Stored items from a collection
——
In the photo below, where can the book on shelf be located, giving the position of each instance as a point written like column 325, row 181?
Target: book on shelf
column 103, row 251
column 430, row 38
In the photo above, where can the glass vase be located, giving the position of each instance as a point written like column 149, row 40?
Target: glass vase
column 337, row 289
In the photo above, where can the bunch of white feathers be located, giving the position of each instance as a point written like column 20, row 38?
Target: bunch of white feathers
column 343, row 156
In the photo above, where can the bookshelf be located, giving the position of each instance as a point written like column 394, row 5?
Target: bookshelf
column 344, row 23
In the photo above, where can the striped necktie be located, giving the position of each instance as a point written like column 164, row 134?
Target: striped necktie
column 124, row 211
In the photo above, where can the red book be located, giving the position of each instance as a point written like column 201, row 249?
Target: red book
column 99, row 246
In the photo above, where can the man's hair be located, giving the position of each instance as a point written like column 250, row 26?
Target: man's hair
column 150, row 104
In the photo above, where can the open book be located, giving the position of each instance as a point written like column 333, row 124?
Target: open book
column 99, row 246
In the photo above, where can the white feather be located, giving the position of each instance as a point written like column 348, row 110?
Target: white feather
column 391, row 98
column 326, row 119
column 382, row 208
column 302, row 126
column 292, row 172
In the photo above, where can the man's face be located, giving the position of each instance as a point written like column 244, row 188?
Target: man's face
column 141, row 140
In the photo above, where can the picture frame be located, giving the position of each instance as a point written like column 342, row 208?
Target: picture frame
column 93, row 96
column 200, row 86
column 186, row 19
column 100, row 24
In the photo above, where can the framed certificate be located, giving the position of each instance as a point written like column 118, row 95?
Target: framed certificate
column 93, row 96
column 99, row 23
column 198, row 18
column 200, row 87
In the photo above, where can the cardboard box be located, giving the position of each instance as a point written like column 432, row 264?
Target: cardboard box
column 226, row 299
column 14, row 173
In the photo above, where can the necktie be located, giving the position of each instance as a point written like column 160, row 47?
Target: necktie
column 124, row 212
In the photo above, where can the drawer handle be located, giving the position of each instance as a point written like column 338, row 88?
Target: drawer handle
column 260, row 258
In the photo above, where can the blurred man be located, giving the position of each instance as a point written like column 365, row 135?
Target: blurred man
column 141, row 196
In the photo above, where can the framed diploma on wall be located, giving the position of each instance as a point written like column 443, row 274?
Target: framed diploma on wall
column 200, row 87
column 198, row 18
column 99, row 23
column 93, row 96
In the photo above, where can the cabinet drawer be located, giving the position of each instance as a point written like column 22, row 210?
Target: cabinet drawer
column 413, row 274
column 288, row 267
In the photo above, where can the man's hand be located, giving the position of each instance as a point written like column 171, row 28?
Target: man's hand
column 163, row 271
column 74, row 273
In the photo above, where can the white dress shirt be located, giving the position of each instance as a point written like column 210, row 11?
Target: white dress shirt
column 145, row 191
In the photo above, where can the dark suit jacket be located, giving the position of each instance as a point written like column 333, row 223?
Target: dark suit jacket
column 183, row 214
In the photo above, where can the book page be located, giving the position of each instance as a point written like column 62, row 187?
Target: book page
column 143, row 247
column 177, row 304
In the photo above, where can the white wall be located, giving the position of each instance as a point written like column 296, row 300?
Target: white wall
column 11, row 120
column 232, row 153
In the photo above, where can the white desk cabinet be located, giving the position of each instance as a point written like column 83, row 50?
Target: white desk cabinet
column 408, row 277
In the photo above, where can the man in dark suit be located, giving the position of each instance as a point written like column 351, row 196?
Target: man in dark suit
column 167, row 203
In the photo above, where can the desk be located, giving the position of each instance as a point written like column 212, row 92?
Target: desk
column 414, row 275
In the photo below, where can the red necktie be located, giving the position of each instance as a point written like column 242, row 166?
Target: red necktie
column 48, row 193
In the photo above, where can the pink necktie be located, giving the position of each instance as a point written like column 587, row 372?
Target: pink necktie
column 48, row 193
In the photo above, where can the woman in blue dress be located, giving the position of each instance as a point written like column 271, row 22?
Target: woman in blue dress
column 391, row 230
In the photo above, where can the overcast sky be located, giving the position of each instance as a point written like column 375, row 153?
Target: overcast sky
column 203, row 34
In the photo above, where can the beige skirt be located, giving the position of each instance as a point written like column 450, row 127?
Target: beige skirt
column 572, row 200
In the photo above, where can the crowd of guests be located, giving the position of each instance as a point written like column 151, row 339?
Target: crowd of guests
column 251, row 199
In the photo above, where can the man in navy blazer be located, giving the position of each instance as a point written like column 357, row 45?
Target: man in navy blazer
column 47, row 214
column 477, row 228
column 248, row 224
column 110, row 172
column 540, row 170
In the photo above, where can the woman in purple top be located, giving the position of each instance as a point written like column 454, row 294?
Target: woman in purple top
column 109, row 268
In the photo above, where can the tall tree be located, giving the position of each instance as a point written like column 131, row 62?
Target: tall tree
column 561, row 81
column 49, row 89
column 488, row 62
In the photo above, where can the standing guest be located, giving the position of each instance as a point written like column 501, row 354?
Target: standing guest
——
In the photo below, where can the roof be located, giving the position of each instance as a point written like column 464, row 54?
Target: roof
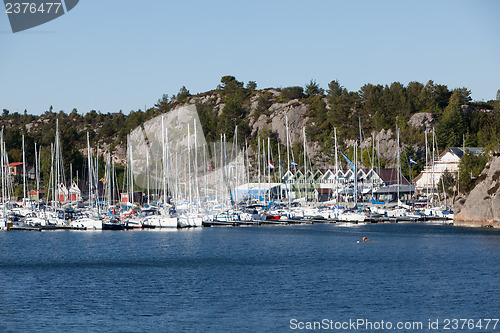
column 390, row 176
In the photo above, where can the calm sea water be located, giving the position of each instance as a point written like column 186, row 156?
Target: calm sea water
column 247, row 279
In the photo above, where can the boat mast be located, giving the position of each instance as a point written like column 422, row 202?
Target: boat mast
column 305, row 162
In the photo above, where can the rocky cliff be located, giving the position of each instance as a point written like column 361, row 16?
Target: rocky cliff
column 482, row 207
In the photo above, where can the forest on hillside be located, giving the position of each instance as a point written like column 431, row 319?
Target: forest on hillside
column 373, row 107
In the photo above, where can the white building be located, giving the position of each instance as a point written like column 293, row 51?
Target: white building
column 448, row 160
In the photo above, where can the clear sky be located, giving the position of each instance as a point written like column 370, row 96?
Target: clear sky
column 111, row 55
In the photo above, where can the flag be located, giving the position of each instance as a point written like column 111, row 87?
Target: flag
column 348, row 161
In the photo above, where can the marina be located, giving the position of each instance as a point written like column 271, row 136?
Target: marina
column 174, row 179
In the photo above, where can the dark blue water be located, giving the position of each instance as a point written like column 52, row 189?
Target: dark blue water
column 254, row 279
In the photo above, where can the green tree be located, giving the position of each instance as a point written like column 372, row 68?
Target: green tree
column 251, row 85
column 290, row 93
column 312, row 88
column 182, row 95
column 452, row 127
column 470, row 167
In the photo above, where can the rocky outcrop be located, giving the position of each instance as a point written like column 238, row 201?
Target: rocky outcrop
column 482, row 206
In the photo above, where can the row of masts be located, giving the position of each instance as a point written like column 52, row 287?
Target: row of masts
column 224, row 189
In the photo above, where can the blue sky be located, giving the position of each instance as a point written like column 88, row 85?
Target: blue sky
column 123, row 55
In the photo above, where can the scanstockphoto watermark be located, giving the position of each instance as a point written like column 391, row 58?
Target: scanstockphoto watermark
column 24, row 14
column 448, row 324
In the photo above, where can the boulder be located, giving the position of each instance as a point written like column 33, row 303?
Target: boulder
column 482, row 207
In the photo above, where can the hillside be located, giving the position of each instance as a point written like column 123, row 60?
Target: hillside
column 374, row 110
——
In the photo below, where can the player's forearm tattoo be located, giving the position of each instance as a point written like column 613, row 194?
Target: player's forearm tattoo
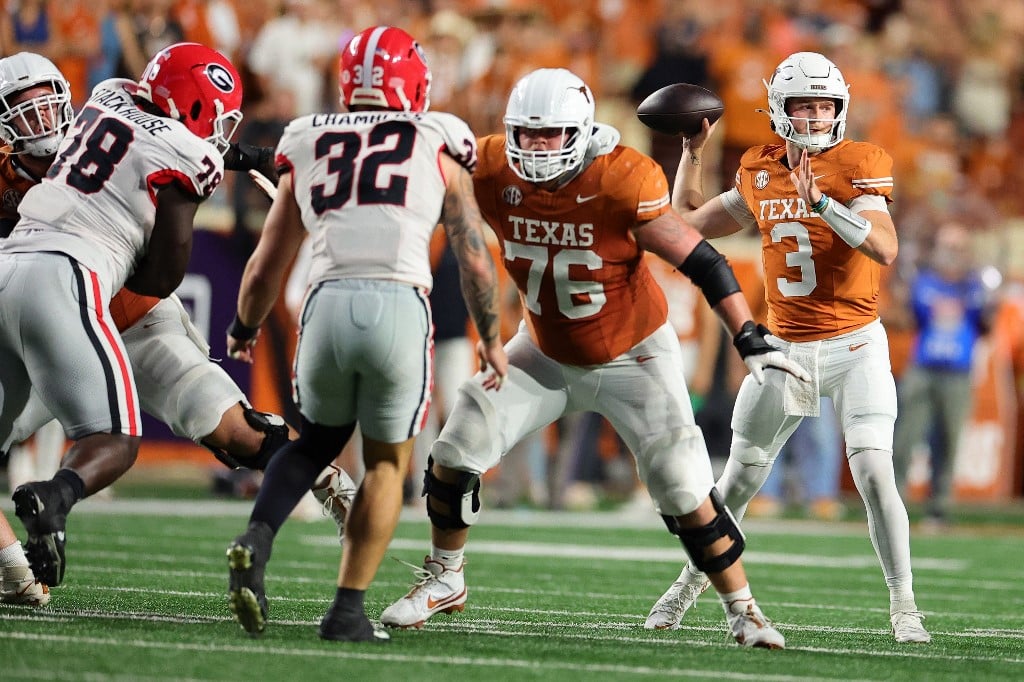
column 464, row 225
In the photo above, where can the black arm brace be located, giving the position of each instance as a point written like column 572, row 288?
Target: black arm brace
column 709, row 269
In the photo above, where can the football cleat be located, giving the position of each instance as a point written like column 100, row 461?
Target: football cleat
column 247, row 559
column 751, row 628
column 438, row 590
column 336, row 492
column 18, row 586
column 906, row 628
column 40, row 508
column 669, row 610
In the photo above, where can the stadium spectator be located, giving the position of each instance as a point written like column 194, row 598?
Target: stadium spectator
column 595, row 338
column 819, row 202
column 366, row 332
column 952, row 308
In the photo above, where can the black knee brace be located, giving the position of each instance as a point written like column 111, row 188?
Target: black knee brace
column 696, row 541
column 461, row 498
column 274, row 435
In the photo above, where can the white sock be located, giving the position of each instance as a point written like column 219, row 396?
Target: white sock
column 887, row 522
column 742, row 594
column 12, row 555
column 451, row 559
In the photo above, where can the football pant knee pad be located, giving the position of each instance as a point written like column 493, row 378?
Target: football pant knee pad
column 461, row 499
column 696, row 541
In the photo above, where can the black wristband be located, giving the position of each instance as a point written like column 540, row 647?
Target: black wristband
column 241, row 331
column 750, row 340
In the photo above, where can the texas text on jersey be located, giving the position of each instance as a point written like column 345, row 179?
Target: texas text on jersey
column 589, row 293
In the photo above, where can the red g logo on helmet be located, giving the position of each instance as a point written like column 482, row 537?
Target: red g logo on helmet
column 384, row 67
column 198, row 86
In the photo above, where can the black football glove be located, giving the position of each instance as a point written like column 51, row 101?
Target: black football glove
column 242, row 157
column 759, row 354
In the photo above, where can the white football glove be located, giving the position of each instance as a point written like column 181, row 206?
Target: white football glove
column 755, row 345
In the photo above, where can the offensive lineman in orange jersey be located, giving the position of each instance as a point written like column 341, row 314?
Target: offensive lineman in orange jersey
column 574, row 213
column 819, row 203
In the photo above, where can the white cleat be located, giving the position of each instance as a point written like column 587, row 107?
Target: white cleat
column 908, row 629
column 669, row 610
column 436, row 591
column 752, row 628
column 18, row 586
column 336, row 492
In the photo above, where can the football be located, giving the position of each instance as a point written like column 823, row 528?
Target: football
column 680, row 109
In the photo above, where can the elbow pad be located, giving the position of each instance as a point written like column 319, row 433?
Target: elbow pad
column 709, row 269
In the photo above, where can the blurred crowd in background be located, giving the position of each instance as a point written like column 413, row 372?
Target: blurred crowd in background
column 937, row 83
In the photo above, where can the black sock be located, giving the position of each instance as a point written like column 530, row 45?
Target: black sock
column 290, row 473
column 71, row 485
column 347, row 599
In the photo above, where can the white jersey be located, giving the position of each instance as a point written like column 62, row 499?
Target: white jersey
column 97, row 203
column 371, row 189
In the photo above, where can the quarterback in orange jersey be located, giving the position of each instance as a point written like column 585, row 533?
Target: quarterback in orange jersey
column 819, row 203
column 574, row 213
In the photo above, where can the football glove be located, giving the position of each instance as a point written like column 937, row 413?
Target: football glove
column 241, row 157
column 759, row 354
——
**Problem details:**
Transcribe each line of the data above, unaltered, from the one where "In the photo above, where can the striped" appears to the one where "In the photo above, where can the framed certificate" appears, inclusive of both.

**Answer for the task:**
In the photo above, where can the striped necktie be located, giving the position of each instance as a point written like column 164, row 134?
Target: striped necktie
column 124, row 211
In the photo above, where can the red book be located, giving the position of each instance as a point written like column 201, row 249?
Target: red book
column 99, row 246
In the photo above, where can the man's hair be located, giving the position of each instance as a point written like column 250, row 26?
Target: man's hair
column 150, row 104
In the photo above, where can the open book be located, giving the position of each instance as a point written like column 333, row 124?
Target: open book
column 99, row 246
In the photo above, where can the white feather be located, giving the position of each instance as a point written like column 348, row 110?
Target: white feather
column 391, row 98
column 326, row 119
column 382, row 208
column 302, row 126
column 292, row 172
In the photo above, where can the man's face be located, giving the position of each instance as a point written like column 244, row 188?
Target: man's face
column 141, row 140
In the photo above, where can the picture frame be located, giving the position of each instance as a point written like column 342, row 208?
Target: picture frame
column 93, row 96
column 200, row 86
column 186, row 19
column 100, row 24
In the photo above, where can the framed certificate be located, giving the position of each instance as a point written like column 118, row 95?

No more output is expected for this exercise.